● **Activity**
Each line of the listing below must be retyped as given.

● **Data provided**
+++
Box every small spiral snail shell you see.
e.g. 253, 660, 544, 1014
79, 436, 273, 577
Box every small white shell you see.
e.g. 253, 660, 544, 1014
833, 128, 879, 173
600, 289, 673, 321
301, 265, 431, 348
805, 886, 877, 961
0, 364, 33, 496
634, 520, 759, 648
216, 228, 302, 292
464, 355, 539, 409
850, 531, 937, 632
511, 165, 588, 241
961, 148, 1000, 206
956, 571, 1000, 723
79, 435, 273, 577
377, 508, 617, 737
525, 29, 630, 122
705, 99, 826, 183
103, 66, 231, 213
+++
● **Result of this task**
Box every small spiral snail shell you see.
e.g. 253, 660, 544, 1014
79, 436, 273, 577
Box every small white shell you see.
e.g. 253, 660, 544, 1014
833, 128, 879, 173
600, 289, 673, 321
301, 265, 431, 348
805, 886, 877, 961
0, 364, 33, 496
634, 520, 759, 648
216, 228, 302, 292
464, 355, 539, 409
850, 531, 937, 632
511, 165, 588, 241
961, 148, 1000, 206
956, 571, 1000, 723
79, 435, 273, 577
377, 508, 617, 737
525, 29, 630, 122
705, 99, 826, 183
103, 66, 231, 213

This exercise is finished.